Start Records for this task

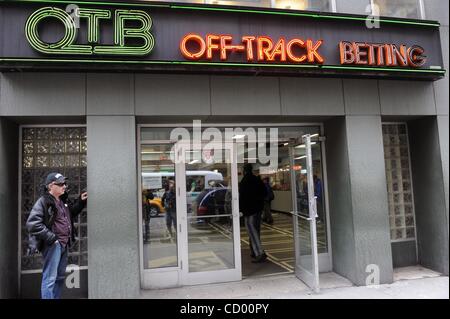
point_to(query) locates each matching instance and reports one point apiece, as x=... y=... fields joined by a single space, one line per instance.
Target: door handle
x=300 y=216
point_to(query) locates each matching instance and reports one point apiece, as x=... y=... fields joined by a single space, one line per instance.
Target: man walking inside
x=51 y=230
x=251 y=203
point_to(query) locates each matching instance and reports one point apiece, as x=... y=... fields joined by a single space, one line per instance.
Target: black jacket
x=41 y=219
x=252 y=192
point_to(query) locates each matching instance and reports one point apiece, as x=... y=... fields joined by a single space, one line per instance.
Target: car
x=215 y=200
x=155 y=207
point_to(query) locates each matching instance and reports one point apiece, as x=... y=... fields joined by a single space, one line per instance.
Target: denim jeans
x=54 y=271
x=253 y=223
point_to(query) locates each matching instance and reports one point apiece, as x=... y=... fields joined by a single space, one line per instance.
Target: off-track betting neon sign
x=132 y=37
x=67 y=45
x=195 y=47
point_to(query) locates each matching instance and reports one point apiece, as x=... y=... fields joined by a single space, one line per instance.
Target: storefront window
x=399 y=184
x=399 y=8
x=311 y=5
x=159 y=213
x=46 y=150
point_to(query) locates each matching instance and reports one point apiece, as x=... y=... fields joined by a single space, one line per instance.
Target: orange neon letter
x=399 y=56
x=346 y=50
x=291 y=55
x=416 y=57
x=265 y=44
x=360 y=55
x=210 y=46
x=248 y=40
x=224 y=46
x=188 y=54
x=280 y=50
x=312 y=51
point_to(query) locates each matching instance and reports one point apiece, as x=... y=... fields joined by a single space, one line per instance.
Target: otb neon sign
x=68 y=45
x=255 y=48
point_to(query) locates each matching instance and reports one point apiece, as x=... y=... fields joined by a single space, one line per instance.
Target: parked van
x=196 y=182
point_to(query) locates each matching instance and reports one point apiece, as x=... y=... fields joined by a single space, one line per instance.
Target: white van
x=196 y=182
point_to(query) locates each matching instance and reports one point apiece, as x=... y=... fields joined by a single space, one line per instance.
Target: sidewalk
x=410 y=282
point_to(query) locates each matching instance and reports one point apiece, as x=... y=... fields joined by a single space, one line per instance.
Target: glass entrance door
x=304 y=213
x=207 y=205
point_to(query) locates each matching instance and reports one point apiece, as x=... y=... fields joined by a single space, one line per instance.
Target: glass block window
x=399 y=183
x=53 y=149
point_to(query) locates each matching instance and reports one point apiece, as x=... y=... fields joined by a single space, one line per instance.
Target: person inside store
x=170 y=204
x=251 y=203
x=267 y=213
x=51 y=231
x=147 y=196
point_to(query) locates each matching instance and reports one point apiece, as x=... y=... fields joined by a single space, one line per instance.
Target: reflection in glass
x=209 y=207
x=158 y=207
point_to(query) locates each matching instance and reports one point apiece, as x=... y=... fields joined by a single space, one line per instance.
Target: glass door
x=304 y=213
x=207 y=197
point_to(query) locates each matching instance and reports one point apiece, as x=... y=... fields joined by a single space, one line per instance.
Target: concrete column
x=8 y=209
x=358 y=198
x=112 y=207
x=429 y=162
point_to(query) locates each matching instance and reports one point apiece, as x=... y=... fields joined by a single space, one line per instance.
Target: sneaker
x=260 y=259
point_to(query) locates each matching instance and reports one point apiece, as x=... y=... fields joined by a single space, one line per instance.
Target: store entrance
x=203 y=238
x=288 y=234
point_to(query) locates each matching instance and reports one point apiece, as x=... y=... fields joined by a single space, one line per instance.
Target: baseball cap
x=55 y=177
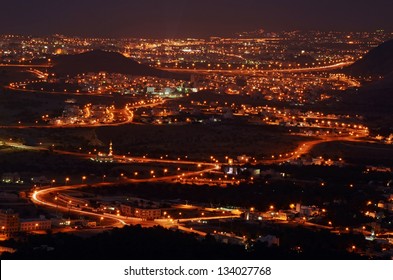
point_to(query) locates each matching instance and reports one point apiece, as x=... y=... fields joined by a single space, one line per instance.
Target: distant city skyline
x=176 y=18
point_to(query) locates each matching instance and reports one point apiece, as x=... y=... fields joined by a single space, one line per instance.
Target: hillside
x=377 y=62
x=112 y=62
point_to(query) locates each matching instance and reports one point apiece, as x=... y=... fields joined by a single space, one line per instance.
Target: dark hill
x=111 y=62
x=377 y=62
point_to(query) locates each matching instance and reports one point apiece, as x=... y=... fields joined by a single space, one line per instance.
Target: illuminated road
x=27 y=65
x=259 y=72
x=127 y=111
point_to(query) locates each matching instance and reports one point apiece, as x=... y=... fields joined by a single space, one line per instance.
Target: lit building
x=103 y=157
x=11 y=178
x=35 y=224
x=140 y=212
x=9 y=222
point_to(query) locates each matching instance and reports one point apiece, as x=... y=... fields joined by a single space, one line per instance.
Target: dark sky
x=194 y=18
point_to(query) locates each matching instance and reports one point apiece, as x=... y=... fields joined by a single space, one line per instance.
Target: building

End Records for this task

# [Instructions to follow]
Retype the whole listing exactly and leave the pictures out.

# [Exercise solution]
point_to(query) locates each matching instance and reports one point apiece, as x=... y=... fields joined by a single space, one line per instance.
Target: door handle
x=300 y=216
point_to(query) locates each matching instance and reports one point apiece, as x=... y=... fields joined by a single space, one line per instance.
Target: man walking inside
x=51 y=230
x=251 y=203
point_to(query) locates each matching instance and reports one point apiece, as x=... y=... fields joined by a single space, one line per instance.
Target: black jacket
x=41 y=219
x=252 y=192
point_to(query) locates each matching instance and reports one point apiece, as x=... y=... fields joined by a single space, one line per instance.
Target: car
x=215 y=200
x=155 y=207
point_to(query) locates each matching instance and reports one point apiece, as x=... y=... fields joined by a single space, one line per instance.
Target: denim jeans
x=54 y=271
x=253 y=223
point_to(query) locates each matching instance and reports one point apiece, as x=... y=... fields joined by a single space, one line per instance.
Target: off-track betting neon sign
x=132 y=37
x=67 y=45
x=195 y=47
point_to(query) locates each matching instance and reports one point apiece, as x=... y=... fields joined by a single space, one line per instance.
Target: storefront window
x=399 y=184
x=399 y=8
x=311 y=5
x=159 y=213
x=46 y=150
point_to(query) locates each matching instance and reports one point apiece, as x=... y=... fields joined by a single space, one line per instance.
Target: orange neon letter
x=399 y=56
x=346 y=50
x=291 y=55
x=416 y=57
x=265 y=44
x=360 y=55
x=210 y=46
x=248 y=40
x=224 y=46
x=188 y=54
x=280 y=50
x=312 y=51
point_to(query) locates each matching instance and reports one point apiece, as x=... y=... fields joined by a single space, one line per instance.
Target: otb neon sign
x=68 y=45
x=255 y=48
point_to(query) locates each matching instance and reports one point apiece, as x=... y=... fields joined by a single space, one line per instance.
Target: parked van
x=196 y=182
point_to(query) locates each matching instance and reports one point apiece, as x=... y=... fields joined by a single space, one line per instance.
Target: white van
x=196 y=182
point_to(query) locates each matching instance and reports one point apiece, as x=... y=... fields joined by a single space, one line per instance.
Target: sidewalk
x=410 y=282
point_to(query) locates each matching instance and reports one point apiece, as x=... y=... fields joined by a single space, one line per instance.
Target: glass entrance door
x=304 y=213
x=207 y=205
point_to(query) locates each matching instance and reports one point apiece, as x=... y=... fields joined by a single space, one line per instance.
Target: glass block window
x=399 y=183
x=53 y=149
point_to(query) locates each matching instance and reports one point apiece, as x=... y=... fields joined by a single space, one line per instance.
Target: person inside store
x=170 y=204
x=251 y=203
x=267 y=213
x=51 y=231
x=147 y=196
point_to(query) locates each matching instance and reports one point apiece, as x=... y=... fields joined by a single space, one line per instance.
Target: reflection in glass
x=209 y=207
x=158 y=207
point_to(query) locates each matching instance and reports one point apiece, as x=... y=... fields joined by a single space, one line per instance.
Target: glass door
x=304 y=213
x=207 y=197
point_to(query) locates each matching instance and reports one point apiece, as x=... y=... fields joined by a single space, one line per instance.
Target: concrete column
x=8 y=209
x=358 y=198
x=112 y=207
x=429 y=162
point_to(query) locates each matching instance and reports one point apiece, as x=... y=... fields joined by a single space, one line per instance.
Target: sneaker
x=260 y=259
point_to(query) locates each matching instance and reports one point apiece, as x=... y=... fields joined by a single space, one line per instance.
Target: store entrance
x=203 y=238
x=288 y=234
point_to(query) locates each matching instance and reports one point apiece, as x=... y=... fields joined by a single space, one line per instance.
Target: baseball cap
x=55 y=177
point_to(query) locates each matching instance and reports one point apiece, as x=... y=... fields joined by a single space, one line per instance.
Target: distant city skyline
x=176 y=18
point_to(query) locates each matching instance and reports one point apiece, as x=... y=... fields joined by a single space, one line per instance.
Target: hillside
x=377 y=62
x=112 y=62
point_to(query) locates each matching instance and reports one point apiece, as x=... y=... fields joined by a single space, one line per instance.
Target: dark hill
x=111 y=62
x=377 y=62
point_to(query) locates each matching instance and reports one point apiece, as x=... y=... fields joined by a single space, one line per instance.
Target: illuminated road
x=27 y=65
x=259 y=72
x=127 y=111
point_to(query) locates each matching instance and reports one point apiece, as x=... y=... fields joined by a single space, one line per instance.
Target: lit building
x=103 y=157
x=11 y=178
x=35 y=224
x=140 y=212
x=9 y=222
point_to(query) locates each matching instance and reports one point apiece, as x=... y=... fields joined by a single space, one line per instance.
Target: dark sky
x=194 y=18
point_to(query) locates each matching instance and reports one point apiece, as x=... y=... fields joined by a single space, one line per instance.
Target: building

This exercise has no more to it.